» **Explore the material**
(a) Answer these questions from the decision theory text below, one line each, marking your answers (i), (ii) and (iii):
(i) In counterfactual mugging, how much does Omega ask you to give it after the coin comes up tails?
(ii) Which work does the text give as the source of counterfactual mugging?
(iii) Under the prosecutor's deal, what term does each prisoner get if both confess?
(b) Decide whether each statement below agrees with the decision theory text that follows. Answer yes or no for each, with the exact words from the text that decide it, and mark your answers (i), (ii) and (iii).
(i) CDT and EDT both recommend giving up the money in counterfactual mugging.
(ii) The two prisoners were arrested for vandalism.
(iii) If neither prisoner confesses, each gets two years.

» **Extract to read**

━━━━━━

However, it’s worth noting that Omega will almost certainly have predicted this decision and so filled Box B with nothing. CDT and EDT agents will end up with \$1000. On the other hand, just as in the original case, the agent that one-boxes will end up with \$1 million. So this is another case where both EDT and CDT “lose”. Consequently, to those that agree with the earlier comments (in section 11.1.1) that a decision theory shouldn’t lead an agent to “lose”, neither of these theories will be satisfactory.

#### 11.1.9. Counterfactual mugging

Another similar case, known as counterfactual mugging, was developed in Nesov (2009):

Imagine that one day, Omega comes to you and says that it has just tossed a fair coin, and given that the coin came up tails, it decided to ask you to give it \$100. Whatever you do in this situation, nothing else will happen differently in reality as a result. Naturally you don’t want to give up your \$100. But see, the Omega tells you that if the coin came up heads instead of tails, it’d give you \$10000, but only if you’d agree to give it \$100 if the coin came up tails.

Should you give up the \$100?

Both CDT and EDT say no. After all, giving up your money neither provides good news about nor influences your chances of getting \$10 000 out of the exchange. Further, this intuitively seems like the right decision. On the face of it, then, it is appropriate to retain your money in this case.

However, presuming you take Omega to be perfectly trustworthy, there seems to be room to debate this conclusion. If you are the sort of agent that gives up the \$100 in counterfactual mugging then you will tend to do better than the sort of agent that won’t give up the \$100. Of course, in the particular case at hand you will lose but rational agents often lose in specific cases (as, for example, when such an agent loses a rational bet). It could be argued that what a rational agent should not do is be the type of agent that loses. Given that agents that refuse to give up the \$100 are the type of agent that loses, there seem to be grounds to claim that counterfactual mugging is another case where both CDT and EDT act inappropriately.

#### 11.1.10. Prisoner’s dilemma

Before moving on to a more detailed discussion of various possible decision theories, I’ll consider one final scenario: the prisoner’s dilemma. Resnik (1987, pp. 147-148 ) outlines this scenario as follows:

Two prisoners...have been arrested for vandalism and have been isolated from each other. There is sufficient evidence to convict them on the charge for which they have been arrested, but the prosecutor is after bigger game. He thinks that they robbed a bank together and that he can get them to confess to it. He summons each separately to an interrogation room and speaks to each as follows: “I am going to offer the same deal to your partner, and I will give you each an hour to think it over before I call you back. This is it: If one of you confesses to the bank robbery and the other does not, I will see to it that the confessor gets a one-year term and that the other guy gets a twenty-five year term. If you both confess, then it’s ten years apiece. If neither of you confesses, then I can only get two years apiece on the vandalism charge...”

━━━━━━

» **Data for analysis**
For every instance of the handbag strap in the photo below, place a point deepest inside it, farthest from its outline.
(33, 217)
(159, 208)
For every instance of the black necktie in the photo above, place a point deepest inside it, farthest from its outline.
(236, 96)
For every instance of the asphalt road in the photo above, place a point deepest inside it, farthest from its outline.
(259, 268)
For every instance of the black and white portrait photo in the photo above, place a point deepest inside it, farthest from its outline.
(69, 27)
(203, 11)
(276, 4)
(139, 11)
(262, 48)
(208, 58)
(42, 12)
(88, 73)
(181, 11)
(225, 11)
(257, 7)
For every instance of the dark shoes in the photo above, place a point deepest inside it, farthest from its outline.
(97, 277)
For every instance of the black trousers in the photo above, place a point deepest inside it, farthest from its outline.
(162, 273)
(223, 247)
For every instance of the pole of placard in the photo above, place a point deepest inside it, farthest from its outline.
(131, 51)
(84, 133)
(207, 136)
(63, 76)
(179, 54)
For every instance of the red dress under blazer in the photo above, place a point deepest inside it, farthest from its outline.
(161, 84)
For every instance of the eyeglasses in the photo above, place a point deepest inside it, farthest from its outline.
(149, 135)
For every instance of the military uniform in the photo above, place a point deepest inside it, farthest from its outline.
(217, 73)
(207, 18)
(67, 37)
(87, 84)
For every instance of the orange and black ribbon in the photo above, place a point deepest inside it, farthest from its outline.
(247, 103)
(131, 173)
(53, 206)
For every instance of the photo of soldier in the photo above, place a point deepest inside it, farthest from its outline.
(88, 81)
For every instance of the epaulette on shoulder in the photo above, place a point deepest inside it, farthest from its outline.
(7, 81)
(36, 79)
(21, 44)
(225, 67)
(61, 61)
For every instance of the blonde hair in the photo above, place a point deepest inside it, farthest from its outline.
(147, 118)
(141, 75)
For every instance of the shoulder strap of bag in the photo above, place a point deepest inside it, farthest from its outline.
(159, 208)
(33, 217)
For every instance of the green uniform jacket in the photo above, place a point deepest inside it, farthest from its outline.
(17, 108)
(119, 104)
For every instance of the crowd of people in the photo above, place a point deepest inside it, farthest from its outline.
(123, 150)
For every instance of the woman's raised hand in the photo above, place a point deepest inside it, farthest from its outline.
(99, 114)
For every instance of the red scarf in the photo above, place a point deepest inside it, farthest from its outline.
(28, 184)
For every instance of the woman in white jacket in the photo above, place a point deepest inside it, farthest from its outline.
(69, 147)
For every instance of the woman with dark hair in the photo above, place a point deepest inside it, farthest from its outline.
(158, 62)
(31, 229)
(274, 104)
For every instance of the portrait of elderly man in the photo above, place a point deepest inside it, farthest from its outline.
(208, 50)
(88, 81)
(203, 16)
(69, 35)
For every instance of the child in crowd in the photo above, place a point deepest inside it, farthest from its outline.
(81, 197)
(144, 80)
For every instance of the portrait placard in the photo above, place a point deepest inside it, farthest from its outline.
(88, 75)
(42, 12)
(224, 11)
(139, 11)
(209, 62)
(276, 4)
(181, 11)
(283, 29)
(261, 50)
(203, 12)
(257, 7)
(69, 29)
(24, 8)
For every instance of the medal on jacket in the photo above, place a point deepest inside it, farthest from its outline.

━━━━━━

» **List of answers**
(a)
(i) $100
(ii) Nesov (2009)
(iii) Ten years apiece

(b)
(i) No: "Both CDT and EDT say no."
(ii) Yes: "have been arrested for vandalism"
(iii) Yes: "If neither of you confesses, then I can only get two years apiece on the vandalism charge"